**REQUIREMENT:** Return every line of the items below that contains the word "table", copied without changes.

**RECORDS PROVIDED:**
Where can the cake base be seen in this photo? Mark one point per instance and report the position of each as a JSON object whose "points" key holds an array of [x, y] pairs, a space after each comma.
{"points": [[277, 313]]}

---

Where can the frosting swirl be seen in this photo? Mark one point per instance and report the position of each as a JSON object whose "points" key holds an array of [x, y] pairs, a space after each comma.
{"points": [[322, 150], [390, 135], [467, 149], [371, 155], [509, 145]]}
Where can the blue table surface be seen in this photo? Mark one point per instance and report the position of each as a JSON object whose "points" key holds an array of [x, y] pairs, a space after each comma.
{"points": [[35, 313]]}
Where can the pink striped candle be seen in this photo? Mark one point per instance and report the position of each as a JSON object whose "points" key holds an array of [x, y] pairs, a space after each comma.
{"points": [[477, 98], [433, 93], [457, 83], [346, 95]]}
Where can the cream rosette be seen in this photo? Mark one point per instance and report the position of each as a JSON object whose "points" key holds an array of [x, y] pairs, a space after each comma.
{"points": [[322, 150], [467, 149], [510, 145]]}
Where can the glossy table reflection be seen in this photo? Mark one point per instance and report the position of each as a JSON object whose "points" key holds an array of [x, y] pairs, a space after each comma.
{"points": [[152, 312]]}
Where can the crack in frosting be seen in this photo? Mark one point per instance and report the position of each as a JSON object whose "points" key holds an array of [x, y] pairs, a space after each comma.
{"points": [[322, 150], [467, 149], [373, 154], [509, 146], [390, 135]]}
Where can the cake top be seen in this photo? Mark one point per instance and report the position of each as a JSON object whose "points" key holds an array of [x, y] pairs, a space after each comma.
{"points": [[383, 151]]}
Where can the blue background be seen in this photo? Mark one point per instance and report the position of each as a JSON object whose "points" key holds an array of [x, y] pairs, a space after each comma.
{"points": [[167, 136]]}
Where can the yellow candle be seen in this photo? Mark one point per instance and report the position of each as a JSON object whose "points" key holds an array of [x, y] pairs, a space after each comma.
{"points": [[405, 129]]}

==

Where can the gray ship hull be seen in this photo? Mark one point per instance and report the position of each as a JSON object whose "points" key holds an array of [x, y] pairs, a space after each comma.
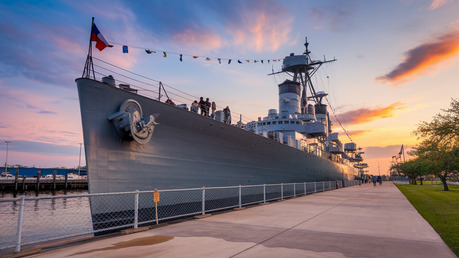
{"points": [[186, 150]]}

**TASK RESULT:**
Where can the blue table surface be seen in this photo? Mark one point per instance and report the position of each as a JSON object whose "points" key holds an array of [x, y] pairs, a space after each comma.
Where can the glossy table reflection be seen in this photo? Mark one point per instance and report the position of each as a JSON object whose "points" key holds an array of [x, y] pairs, a space after each comma.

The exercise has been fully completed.